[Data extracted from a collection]
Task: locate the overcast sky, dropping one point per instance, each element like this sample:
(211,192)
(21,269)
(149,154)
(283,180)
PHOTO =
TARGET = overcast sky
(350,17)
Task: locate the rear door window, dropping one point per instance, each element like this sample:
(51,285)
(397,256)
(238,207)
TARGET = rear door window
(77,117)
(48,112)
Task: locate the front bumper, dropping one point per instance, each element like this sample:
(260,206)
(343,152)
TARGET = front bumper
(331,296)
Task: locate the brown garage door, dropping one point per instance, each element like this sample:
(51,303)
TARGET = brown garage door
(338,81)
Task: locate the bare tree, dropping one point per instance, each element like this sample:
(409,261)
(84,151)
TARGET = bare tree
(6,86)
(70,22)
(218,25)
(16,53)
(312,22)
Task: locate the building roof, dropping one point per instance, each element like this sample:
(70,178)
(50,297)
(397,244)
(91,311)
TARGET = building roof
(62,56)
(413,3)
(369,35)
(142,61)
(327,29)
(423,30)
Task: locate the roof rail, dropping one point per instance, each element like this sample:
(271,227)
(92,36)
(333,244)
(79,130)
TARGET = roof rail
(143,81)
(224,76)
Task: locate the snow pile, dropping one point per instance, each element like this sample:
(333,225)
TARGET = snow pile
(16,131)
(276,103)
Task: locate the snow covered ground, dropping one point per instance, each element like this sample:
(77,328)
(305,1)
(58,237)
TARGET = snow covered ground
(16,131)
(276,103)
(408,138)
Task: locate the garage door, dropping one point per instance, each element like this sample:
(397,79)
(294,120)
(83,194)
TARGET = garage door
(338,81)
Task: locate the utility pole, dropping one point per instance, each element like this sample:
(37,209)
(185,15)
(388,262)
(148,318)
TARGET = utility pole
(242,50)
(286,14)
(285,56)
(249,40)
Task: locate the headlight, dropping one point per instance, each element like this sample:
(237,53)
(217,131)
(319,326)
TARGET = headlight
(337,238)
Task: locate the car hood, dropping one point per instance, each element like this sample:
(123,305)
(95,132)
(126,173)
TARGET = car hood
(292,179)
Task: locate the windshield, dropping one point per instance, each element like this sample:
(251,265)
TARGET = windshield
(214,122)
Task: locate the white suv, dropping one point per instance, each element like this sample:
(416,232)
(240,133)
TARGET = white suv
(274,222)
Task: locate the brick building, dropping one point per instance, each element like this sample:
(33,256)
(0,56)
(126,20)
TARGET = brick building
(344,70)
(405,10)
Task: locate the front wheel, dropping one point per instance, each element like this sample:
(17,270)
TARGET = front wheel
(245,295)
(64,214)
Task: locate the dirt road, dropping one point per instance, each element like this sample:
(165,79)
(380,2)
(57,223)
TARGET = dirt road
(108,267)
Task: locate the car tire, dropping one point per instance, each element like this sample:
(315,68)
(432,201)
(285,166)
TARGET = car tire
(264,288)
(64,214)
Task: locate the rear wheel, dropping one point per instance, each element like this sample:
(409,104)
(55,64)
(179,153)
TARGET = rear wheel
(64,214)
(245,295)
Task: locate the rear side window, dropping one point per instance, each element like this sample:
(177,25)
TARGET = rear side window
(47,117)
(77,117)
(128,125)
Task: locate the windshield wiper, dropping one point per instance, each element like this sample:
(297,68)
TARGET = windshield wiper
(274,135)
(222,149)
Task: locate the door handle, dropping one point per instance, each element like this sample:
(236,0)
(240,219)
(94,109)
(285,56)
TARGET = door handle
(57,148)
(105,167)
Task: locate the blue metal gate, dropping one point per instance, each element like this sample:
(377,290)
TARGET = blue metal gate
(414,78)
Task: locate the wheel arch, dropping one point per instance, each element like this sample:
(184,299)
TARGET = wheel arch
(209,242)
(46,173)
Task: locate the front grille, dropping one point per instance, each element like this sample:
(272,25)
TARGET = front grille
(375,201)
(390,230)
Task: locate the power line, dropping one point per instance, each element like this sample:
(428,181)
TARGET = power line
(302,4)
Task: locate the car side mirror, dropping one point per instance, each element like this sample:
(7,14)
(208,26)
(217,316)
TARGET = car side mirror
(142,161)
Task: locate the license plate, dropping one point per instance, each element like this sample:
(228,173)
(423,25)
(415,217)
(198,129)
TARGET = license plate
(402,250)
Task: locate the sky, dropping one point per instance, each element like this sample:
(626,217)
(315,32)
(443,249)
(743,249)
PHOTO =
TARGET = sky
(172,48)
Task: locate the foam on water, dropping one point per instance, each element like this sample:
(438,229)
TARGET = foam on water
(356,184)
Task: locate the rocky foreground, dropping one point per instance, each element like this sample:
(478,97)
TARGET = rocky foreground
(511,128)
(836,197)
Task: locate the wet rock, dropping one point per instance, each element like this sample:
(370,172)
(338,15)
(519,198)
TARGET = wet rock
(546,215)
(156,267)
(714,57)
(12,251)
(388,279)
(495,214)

__Try it__
Every entry must be output again exactly as it was given.

__Exercise output__
Task: locate the overcast sky, dropping one point per instance, each element like this sample:
(211,192)
(21,269)
(149,154)
(283,180)
PHOTO =
TARGET = overcast sky
(350,17)
Task: locate the rear door window, dropping one point per instance, each element like this sample:
(51,285)
(397,256)
(238,207)
TARGET = rear door window
(77,117)
(48,112)
Task: locate the front bumper, dropping one point per instance, each element like this sample:
(260,206)
(343,152)
TARGET = front bumper
(331,296)
Task: locate the brown garage door, dropping one point per instance, each element like this sample:
(51,303)
TARGET = brown garage door
(338,81)
Task: locate the bare tree, dropping one point per instance, each element like this sample:
(409,261)
(84,151)
TARGET = bare tree
(6,86)
(70,22)
(218,25)
(16,53)
(312,22)
Task: locate the building roof, dropping one point per instance, each element like this sample:
(70,178)
(50,297)
(397,244)
(91,311)
TARGET = building roof
(62,56)
(413,3)
(369,35)
(142,61)
(327,29)
(423,30)
Task: locate the roof rail, dropping one point per instance, each element like this sample:
(271,227)
(92,36)
(333,244)
(79,130)
TARGET = roof rail
(143,81)
(224,76)
Task: locate the snow pile, dropping one point per instance, each element like this sample:
(333,225)
TARGET = snow pile
(16,131)
(276,103)
Task: locate the snow covered ground, dropping one point per instance, each element like this sample:
(77,328)
(305,1)
(58,237)
TARGET = snow covered ground
(16,131)
(276,103)
(408,138)
Task: locate the garage door, dropping one point per instance, each element like this sample:
(397,79)
(294,120)
(83,194)
TARGET = garage door
(338,81)
Task: locate the utility pole, dropping one point per instance, each element like this sample:
(37,209)
(185,15)
(388,262)
(148,318)
TARGET = utility pole
(242,50)
(286,14)
(285,56)
(249,40)
Task: locate the headlight, dropping one point per instance, each element like this sample:
(237,53)
(217,131)
(319,326)
TARGET = headlight
(337,238)
Task: locate the car hood, dropping one point per instance, each element like this sample:
(123,305)
(95,132)
(126,173)
TARGET = car hood
(292,179)
Task: locate the windshield, dropping one point per instance, each element like this sample:
(251,265)
TARGET = windshield
(214,122)
Task: locate the white suv, dropping one point per instance, each element like this sample:
(416,232)
(240,133)
TARGET = white suv
(274,222)
Task: locate the brick building, dropping one point per instance, each element like this sample:
(33,256)
(0,56)
(126,20)
TARGET = brick building
(344,70)
(405,10)
Task: locate the front wheel, dropping one point per instance, each element like this sample:
(17,270)
TARGET = front wheel
(245,295)
(64,214)
Task: locate the dirt road, dropping one point per instance, each element like this sample:
(165,79)
(380,2)
(57,223)
TARGET = dirt road
(108,267)
Task: locate the car tire, dropping one point per instance, each element like this sample:
(315,68)
(432,201)
(285,166)
TARGET = car tire
(264,288)
(64,214)
Task: locate the rear wheel, dropping one point per instance, each element like this sample:
(409,104)
(55,64)
(179,153)
TARGET = rear wheel
(64,214)
(245,295)
Task: locate the rear side window, dropping one point per instance, each element like this sample:
(177,25)
TARGET = rear side window
(47,117)
(77,117)
(128,125)
Task: locate the windshield wiper, dropping one point per instance, each element like this sample:
(297,68)
TARGET = windshield wiper
(274,135)
(222,149)
Task: locate the door handle, dropping one point per instance, each element like this sample:
(236,0)
(240,219)
(94,109)
(285,56)
TARGET = door handle
(57,148)
(105,167)
Task: locate the blue metal gate, dropping one point per instance, each element like this sample:
(377,290)
TARGET = blue metal gate
(414,78)
Task: locate the wheel arch, dropping one point per instance, each element like this sample:
(184,299)
TARGET = wheel arch
(209,242)
(46,173)
Task: locate the front grille, dropping one point per instance, each element like this sample:
(272,25)
TARGET = front grille
(375,201)
(390,230)
Task: locate the power line, dropping one point per instance, each element like this sample:
(428,181)
TARGET = power line
(302,4)
Task: locate the car side mirror, dropping one point per instance, each element like this sample:
(7,14)
(208,26)
(217,316)
TARGET = car side mirror
(142,161)
Task: locate the license plate, dropping one point per instance, each element like this sample:
(228,173)
(423,25)
(415,217)
(198,129)
TARGET = license plate
(402,250)
Task: locate the sky, dropping one point per instance, each element like this sample:
(626,217)
(315,32)
(443,249)
(743,249)
PHOTO =
TARGET = sky
(172,48)
Task: locate the foam on water, dropping one point per instance, each element like this sample:
(438,229)
TARGET = foam on water
(356,184)
Task: locate the rocky foreground, dropping one point per instance, each element like this sample:
(478,97)
TARGET = rocky foreground
(511,128)
(836,197)
Task: locate the wet rock, dropping one point per instance, each element like this sample:
(370,172)
(338,15)
(519,198)
TARGET = wet rock
(546,215)
(156,267)
(714,57)
(12,251)
(388,279)
(495,214)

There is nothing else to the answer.